--- Begin ENTRIES SHOWN ---
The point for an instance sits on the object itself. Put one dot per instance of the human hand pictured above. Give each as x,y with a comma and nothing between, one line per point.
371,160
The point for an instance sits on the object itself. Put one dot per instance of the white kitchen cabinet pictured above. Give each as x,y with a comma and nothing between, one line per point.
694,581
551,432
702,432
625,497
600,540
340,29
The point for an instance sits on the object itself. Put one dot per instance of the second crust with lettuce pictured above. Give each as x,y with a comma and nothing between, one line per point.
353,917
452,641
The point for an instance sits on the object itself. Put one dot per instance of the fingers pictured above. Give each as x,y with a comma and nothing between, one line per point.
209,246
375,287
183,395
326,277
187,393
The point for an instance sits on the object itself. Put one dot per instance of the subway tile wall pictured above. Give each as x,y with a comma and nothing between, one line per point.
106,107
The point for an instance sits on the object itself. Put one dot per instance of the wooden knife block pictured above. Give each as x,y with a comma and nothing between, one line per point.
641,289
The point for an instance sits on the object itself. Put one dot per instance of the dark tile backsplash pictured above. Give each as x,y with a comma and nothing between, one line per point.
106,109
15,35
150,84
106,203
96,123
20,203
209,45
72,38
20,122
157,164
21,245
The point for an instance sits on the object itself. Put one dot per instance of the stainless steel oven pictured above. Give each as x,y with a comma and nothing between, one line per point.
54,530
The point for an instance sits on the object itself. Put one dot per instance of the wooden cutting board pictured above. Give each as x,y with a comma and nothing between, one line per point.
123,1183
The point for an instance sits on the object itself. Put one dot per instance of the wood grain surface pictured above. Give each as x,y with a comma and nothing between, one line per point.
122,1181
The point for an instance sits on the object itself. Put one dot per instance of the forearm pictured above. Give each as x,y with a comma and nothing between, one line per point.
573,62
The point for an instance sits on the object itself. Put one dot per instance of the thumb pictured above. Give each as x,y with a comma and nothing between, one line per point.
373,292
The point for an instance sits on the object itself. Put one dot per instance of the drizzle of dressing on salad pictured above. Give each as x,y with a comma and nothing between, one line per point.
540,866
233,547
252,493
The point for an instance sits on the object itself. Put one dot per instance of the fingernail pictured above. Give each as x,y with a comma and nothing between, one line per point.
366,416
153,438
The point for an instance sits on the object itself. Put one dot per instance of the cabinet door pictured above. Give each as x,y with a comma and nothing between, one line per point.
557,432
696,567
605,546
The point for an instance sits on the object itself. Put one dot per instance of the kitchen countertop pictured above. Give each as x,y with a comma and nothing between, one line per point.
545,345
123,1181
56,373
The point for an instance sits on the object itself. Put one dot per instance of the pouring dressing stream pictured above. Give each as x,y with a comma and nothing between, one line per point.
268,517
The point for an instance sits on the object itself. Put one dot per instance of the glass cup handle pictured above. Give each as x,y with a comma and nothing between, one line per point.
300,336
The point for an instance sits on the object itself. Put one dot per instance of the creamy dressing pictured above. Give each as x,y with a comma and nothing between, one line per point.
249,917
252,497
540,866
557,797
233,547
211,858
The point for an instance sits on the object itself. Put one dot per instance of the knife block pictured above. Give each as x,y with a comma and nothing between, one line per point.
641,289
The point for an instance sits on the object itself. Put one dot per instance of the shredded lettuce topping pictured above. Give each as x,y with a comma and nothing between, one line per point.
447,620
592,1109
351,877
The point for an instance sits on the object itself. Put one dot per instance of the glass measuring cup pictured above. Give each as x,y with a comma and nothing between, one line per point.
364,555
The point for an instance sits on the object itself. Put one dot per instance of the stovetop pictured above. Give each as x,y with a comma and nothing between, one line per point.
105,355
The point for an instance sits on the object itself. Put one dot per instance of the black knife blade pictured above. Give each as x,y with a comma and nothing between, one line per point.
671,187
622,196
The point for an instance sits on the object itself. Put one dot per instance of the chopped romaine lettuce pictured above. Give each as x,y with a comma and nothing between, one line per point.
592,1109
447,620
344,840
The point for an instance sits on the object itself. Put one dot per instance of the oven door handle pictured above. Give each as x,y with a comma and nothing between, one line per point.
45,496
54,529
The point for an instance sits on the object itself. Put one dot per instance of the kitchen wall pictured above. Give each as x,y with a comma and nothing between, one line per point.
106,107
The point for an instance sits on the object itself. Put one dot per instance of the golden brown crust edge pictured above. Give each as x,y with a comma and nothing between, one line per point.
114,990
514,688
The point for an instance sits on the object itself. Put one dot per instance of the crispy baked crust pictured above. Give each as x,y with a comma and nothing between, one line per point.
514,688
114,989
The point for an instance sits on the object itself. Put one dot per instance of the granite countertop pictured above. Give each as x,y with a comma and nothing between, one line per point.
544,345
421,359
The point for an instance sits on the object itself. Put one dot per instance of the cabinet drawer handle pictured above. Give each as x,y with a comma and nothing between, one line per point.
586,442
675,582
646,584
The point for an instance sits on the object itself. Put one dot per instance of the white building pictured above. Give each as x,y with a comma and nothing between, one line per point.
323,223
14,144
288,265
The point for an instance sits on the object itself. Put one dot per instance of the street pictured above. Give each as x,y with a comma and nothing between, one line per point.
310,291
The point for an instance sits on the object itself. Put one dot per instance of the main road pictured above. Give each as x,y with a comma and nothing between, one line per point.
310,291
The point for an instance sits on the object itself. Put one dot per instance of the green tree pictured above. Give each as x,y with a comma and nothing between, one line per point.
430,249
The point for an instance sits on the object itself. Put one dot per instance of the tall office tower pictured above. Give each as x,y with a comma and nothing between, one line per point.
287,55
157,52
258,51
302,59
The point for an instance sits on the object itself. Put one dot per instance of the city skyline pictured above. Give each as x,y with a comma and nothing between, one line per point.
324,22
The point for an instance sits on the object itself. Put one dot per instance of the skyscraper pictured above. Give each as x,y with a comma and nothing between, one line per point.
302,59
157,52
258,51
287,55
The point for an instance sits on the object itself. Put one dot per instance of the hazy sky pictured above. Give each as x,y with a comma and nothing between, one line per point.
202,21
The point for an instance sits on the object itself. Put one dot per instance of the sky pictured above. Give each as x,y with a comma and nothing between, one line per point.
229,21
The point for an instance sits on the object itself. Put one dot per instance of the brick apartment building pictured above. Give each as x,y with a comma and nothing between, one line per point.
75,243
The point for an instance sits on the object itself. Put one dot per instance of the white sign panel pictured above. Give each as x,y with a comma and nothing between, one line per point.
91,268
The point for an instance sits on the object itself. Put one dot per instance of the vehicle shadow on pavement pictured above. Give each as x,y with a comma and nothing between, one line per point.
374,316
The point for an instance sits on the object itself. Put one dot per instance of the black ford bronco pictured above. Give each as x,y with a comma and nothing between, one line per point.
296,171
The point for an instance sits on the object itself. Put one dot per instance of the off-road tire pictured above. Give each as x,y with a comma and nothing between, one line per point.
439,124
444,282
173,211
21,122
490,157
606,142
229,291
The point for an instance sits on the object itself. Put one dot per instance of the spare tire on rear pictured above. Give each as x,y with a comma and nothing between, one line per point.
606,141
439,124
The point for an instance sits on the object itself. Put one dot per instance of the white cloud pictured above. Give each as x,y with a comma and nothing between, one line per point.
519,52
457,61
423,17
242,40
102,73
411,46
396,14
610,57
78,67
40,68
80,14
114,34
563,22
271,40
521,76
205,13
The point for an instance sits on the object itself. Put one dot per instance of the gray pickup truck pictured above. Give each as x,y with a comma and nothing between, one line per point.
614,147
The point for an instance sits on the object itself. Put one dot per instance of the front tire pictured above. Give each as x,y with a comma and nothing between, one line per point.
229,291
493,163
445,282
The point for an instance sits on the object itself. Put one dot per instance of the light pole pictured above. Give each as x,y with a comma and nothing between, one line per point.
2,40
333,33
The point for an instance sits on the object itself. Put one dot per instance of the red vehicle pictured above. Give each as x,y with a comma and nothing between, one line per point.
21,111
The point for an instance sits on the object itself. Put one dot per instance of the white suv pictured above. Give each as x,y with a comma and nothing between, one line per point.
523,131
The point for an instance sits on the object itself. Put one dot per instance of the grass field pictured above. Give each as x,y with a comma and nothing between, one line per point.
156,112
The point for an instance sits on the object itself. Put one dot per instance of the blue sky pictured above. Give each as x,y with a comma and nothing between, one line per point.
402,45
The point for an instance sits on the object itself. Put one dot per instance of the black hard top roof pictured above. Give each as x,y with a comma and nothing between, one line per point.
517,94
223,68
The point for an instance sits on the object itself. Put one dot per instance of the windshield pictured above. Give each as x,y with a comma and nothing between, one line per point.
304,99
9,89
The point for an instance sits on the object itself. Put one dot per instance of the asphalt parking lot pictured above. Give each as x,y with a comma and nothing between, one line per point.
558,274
--- End ENTRIES SHOWN ---
- [PROBLEM]
Output verbatim the lines above, starting with the line containing "of the windshield" and running through the final line, with both ends included.

- [REPLY TO THE EXERCISE]
The point for an instance sits on the object itself. Put one dot per instance of the windshield pictured above. Give each as x,y with a comma and nothing between, one line per point.
304,99
9,89
The point for an instance sits on the object itself. Put one dot per instance of the asphalt parking lot pictured above. Give each as x,y with a comma and nothing between, one line per point.
558,274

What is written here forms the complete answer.